### Work required
Reproduce every line of the entries from the line containing "out like [228,331]." through the end of the entries, both ends included, leaving everything unchanged except the point coordinates in the answers. Multiply each of those coordinates by 0.9 and round to whole numbers, with halves rounded up.

### Given entries
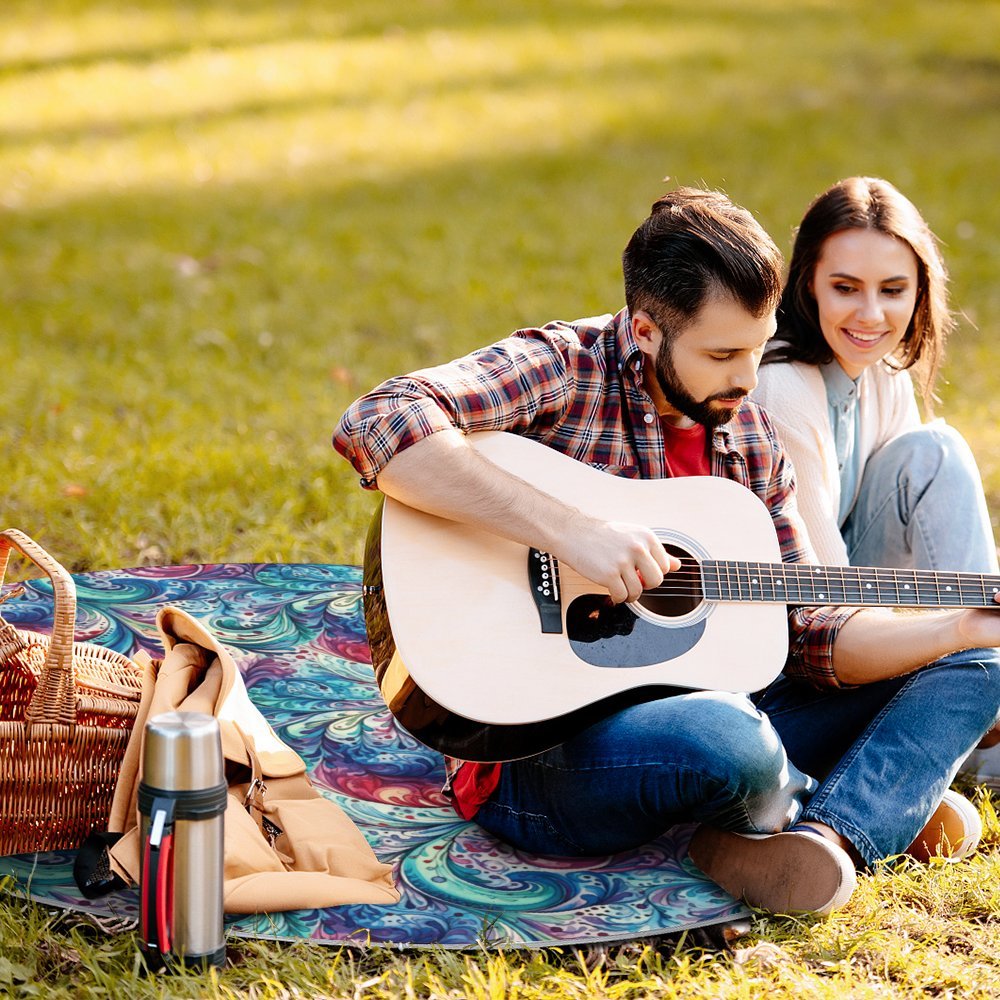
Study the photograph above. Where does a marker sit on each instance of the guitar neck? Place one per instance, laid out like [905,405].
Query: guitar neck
[801,583]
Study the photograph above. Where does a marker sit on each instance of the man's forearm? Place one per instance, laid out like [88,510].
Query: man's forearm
[878,643]
[444,475]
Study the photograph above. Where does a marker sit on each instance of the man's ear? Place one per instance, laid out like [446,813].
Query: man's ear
[646,333]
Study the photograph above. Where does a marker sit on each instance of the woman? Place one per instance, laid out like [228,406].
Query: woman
[865,304]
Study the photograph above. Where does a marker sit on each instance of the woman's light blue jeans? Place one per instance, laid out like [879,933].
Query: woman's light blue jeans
[920,505]
[872,762]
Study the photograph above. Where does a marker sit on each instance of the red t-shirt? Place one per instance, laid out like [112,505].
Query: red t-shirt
[686,455]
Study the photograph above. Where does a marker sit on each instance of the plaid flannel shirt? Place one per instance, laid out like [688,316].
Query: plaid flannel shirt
[577,387]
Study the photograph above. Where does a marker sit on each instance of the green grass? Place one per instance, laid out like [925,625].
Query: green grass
[221,221]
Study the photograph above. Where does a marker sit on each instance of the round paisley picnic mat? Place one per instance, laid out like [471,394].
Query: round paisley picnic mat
[297,632]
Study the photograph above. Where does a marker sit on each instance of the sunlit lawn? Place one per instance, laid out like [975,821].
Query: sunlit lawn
[222,221]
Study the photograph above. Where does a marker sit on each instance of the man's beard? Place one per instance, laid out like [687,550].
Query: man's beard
[680,399]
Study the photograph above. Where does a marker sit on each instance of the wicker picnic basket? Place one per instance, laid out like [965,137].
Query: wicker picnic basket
[66,711]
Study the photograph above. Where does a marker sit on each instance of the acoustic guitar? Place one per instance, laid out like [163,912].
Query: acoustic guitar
[485,649]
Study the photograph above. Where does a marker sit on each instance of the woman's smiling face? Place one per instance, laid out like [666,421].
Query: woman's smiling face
[865,285]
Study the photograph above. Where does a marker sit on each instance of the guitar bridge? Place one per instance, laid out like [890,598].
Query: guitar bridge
[543,577]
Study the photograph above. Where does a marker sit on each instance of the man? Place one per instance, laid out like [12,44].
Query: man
[853,748]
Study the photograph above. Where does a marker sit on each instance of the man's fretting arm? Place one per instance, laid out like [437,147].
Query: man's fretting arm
[443,475]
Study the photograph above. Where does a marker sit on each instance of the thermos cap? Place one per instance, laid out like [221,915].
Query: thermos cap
[182,752]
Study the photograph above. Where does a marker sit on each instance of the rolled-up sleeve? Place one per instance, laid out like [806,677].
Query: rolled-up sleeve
[811,631]
[517,383]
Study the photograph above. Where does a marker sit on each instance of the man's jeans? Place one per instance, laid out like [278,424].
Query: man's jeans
[884,754]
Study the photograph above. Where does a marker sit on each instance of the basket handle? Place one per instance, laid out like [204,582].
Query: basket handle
[54,700]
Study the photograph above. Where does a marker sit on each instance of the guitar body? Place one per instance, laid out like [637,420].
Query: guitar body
[458,636]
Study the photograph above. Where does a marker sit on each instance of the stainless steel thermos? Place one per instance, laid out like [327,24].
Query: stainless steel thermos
[182,802]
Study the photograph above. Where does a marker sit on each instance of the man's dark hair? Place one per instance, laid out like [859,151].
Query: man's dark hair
[694,244]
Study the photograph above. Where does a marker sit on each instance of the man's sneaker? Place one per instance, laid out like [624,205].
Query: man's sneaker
[788,872]
[953,831]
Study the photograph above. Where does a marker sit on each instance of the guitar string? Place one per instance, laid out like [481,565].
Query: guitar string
[689,581]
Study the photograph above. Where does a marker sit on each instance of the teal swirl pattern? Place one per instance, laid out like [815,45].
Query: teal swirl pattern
[297,632]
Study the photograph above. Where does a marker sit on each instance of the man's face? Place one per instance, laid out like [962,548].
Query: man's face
[705,372]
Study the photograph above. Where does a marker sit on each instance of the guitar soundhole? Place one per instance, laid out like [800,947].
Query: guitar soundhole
[680,593]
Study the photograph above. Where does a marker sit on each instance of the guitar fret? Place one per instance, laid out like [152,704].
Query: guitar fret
[909,594]
[851,584]
[949,588]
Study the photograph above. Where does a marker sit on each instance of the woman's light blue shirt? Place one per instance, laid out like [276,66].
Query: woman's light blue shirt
[842,401]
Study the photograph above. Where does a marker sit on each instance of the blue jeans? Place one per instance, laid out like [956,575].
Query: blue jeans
[884,753]
[920,505]
[707,756]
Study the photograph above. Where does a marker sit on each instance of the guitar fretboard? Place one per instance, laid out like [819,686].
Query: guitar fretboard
[800,583]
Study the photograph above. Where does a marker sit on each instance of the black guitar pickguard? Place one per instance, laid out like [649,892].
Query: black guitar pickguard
[613,635]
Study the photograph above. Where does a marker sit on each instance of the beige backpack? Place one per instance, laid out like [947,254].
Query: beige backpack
[286,846]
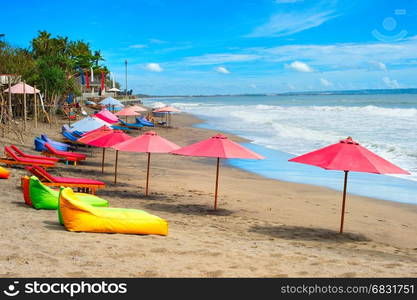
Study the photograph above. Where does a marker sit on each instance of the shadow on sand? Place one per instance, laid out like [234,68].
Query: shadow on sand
[189,209]
[308,234]
[54,225]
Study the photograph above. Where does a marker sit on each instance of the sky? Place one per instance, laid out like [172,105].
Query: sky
[200,47]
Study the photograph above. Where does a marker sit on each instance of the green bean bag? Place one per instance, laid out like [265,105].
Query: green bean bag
[43,197]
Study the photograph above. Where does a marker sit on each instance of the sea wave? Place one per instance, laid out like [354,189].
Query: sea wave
[296,129]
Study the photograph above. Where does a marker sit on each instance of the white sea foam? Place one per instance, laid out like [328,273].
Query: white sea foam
[388,131]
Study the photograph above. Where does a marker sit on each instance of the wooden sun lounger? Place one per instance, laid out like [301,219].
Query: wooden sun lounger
[11,158]
[64,155]
[86,185]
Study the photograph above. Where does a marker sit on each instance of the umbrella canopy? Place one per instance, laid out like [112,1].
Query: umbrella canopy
[88,124]
[94,134]
[138,108]
[107,116]
[22,88]
[107,140]
[111,101]
[167,109]
[218,146]
[128,111]
[348,155]
[149,142]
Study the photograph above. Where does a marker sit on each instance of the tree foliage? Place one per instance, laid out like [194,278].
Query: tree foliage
[52,63]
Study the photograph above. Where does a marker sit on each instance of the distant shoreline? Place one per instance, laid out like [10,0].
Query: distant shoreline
[321,93]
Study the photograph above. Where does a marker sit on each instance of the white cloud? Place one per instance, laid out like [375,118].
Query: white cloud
[344,56]
[288,23]
[156,41]
[380,66]
[391,83]
[138,46]
[222,70]
[326,83]
[300,66]
[214,59]
[288,1]
[154,67]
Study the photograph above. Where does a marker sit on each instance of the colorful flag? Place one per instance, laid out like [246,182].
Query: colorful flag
[82,76]
[102,80]
[87,80]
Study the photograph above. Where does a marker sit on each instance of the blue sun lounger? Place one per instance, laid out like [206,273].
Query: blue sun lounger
[120,128]
[55,144]
[144,122]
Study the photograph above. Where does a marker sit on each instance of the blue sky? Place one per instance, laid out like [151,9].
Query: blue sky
[176,47]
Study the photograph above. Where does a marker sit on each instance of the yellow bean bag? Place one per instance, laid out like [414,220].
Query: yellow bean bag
[80,216]
[4,173]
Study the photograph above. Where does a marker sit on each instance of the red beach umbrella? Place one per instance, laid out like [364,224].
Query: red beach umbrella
[104,127]
[108,140]
[130,111]
[89,136]
[149,142]
[167,110]
[217,146]
[348,155]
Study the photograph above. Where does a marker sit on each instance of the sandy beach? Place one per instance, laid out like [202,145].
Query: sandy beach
[264,227]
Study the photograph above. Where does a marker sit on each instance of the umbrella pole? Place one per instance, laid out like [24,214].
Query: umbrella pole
[343,204]
[147,174]
[115,167]
[24,106]
[10,103]
[217,183]
[102,161]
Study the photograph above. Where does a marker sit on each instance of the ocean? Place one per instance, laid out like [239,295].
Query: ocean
[282,126]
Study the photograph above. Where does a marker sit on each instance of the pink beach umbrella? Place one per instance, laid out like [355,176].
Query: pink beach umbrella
[108,140]
[93,134]
[167,110]
[218,146]
[107,116]
[149,142]
[348,155]
[130,111]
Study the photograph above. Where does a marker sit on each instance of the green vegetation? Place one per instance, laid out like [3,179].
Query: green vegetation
[52,64]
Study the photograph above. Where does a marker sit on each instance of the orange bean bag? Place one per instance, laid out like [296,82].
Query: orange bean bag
[25,190]
[4,173]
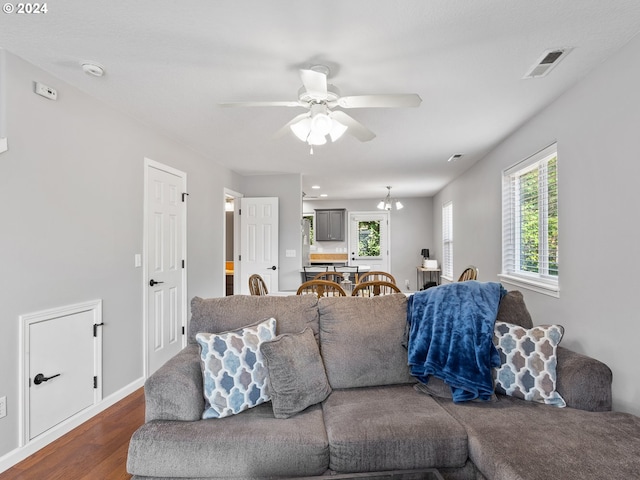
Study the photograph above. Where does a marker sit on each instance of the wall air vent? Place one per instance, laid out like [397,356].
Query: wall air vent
[546,62]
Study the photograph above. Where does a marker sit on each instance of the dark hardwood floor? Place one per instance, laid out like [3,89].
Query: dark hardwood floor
[95,450]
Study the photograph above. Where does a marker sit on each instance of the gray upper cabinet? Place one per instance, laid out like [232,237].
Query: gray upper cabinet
[330,225]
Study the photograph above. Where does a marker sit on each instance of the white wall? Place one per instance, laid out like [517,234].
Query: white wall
[71,196]
[410,232]
[596,125]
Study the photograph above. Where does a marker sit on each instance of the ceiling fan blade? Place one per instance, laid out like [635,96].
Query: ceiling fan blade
[315,83]
[285,103]
[399,100]
[286,129]
[354,127]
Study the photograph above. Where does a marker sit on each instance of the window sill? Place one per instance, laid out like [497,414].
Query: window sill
[552,290]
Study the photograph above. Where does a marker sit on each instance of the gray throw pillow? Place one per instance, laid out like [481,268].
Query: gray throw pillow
[296,375]
[512,309]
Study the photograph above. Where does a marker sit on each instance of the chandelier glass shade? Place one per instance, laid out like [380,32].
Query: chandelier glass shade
[387,202]
[315,128]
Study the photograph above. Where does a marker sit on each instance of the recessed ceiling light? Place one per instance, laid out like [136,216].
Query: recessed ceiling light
[93,69]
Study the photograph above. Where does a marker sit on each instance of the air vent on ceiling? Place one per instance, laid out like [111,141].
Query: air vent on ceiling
[546,62]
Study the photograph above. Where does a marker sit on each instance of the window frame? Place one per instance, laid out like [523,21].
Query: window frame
[542,281]
[447,240]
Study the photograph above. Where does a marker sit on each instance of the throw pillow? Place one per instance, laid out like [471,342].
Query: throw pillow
[233,368]
[512,309]
[528,358]
[297,378]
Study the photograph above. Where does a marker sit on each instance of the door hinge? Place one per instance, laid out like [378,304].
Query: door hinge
[95,328]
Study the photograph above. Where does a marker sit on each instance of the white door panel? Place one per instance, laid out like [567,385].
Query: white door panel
[165,278]
[259,241]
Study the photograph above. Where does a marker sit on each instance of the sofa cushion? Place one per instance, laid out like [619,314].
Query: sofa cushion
[233,369]
[513,439]
[391,428]
[294,313]
[361,340]
[528,362]
[248,445]
[296,376]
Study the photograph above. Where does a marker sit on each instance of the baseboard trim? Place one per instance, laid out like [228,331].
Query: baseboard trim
[17,455]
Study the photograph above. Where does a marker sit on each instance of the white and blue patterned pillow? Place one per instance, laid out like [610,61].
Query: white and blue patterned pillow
[233,368]
[528,362]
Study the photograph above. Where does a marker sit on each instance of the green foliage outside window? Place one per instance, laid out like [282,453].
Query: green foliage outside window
[369,238]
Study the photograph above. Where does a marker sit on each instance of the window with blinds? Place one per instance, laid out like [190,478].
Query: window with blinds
[447,240]
[530,222]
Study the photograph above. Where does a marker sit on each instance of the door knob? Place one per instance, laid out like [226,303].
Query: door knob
[39,378]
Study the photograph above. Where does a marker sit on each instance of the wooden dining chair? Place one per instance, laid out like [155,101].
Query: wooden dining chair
[321,288]
[257,285]
[352,270]
[331,276]
[469,273]
[371,276]
[374,288]
[311,272]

### Answer for the task
Study the photograph above. Where does a marker sit on each instance of the baseboard trim? Place one per instance, laid out like [228,331].
Query: baseboard trim
[15,410]
Study the photograph above. Where does a marker sit on each instance of the white and blue patterned pillow? Place one per instance, laid out like [610,61].
Query: white and blue patterned pillow
[210,331]
[475,326]
Study the photograph above. Where does a marker sit on each instance of the green foliage outside window? Place one per instance, laid out like [282,453].
Query: green foliage outside window
[332,214]
Study the photograph above. Where does a marker sit on each instance of the window with blinds? Place one per instance, laid out like [190,478].
Query: window with blinds
[402,216]
[477,200]
Study the photograph above. Where does a marker sit on each instance of the door knob? Place one per instance, laid out like [226,303].
Query: door knob
[35,340]
Study the photograph above. Where does a marker sit on each instance of the wooden dining chair? Place one per instance, laid out like [155,101].
Query: wooden dining chair
[289,259]
[231,257]
[317,243]
[298,248]
[422,246]
[334,248]
[337,259]
[280,245]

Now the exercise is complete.